#### Excerpt to read:
** Start **

On 14 June 1965, four days before his twenty-third birthday, he recorded the vocal for ‘Yesterday’ at Abbey Road studios. Three days later, an all-male string quartet recorded the accompaniment to be overdubbed on the voice. As a trained classical musician, George Martin naturally did the arrangement, but so that all connection with the modern world shouldn’t be lost, Paul asked that a seventh–what jazzers call a blue note–be inserted into the score. ‘Bach would never have done that,’ Martin demurred, but to no avail.

On the Help! album, ‘Yesterday’ was listed as by Lennon–McCartney and as having been performed by the Beatles. It was not used in the film–in fact, it was virtually buried in the home market. John, George and Ringo vetoed its release as a single by Parlophone lest it should damage their credibility as a rock band. Their American label, Capitol, could not be leaned on in the same way, and on 5 October (credited solely to Paul McCartney) it reached number one in Billboard’s Hot 100, staying there for four weeks.

Among the Beatles’ British peers, it was viewed as a disastrous step out of character that no one else wanted to follow by recording a cover version. It was offered to Billy J. Kramer, from Brian’s NEMS stable, and to the R&B singer Chris Farlowe, but both turned it down as ‘too soft’. Three months elapsed before it was covered by Matt Monro, a Sinatra-style crooner (and long-time associate of George Martin), and finally entered the UK Top 10, even then getting no higher than number eight.

** End **

#### To do:
A – According to the passage about 'Yesterday', how high did Matt Monro's cover version get in the UK chart?
B – Carry on the account of 'Yesterday' from its last sentence.

#### Available data:

** Start **

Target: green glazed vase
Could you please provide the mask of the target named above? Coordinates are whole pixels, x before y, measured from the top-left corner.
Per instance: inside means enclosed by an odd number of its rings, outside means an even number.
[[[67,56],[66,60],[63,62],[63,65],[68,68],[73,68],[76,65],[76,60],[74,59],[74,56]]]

** End **

#### Answers to each task:
A – Number eight.

B –
The classiest cover was performed on British TV by Marianne Faithfull, accompanied by Paul himself. He admired Marianne’s singing and virginal beauty but, more importantly, she was about to marry Peter Asher’s friend John Dunbar, a Cambridge fine arts student, whose child she was already carrying. Paul began the song, strumming an acoustic guitar, then Marianne took it up with an orchestra and choir, and camera angles carefully designed to hide her pregnancy.

The song became part of the Beatles’ stage act, for the short time they were still to have one. George would usually announce it, with a faintly snide parody of Britain’s most famous amateur talent show–‘And now, for Paul McCartney of Liverpool… opportunity knocks’–and John would hand him a floral bouquet afterwards. When he performed it on America’s Ed Sullivan Show, the audience was estimated at 73 million; as many as had watched the Beatles’ legendary debut on the Sullivan Show in February 1964.

A Novello Award as ‘the best song of 1965’ was just the beginning of the superlatives destined to be heaped on ‘Yesterday’ tomorrow and tomorrow. By the end of the twentieth century, it would be calculated to have been played seven million times and to have inspired more than 2000 cover versions, challenging the record held for decades by Bing Crosby’s ‘White Christmas’. A poll of BBC radio listeners in 1999 would vote it ‘the best song of the century’, and Rolling Stone magazine and the MTV channel later jointly named it ‘number one pop song of all time’.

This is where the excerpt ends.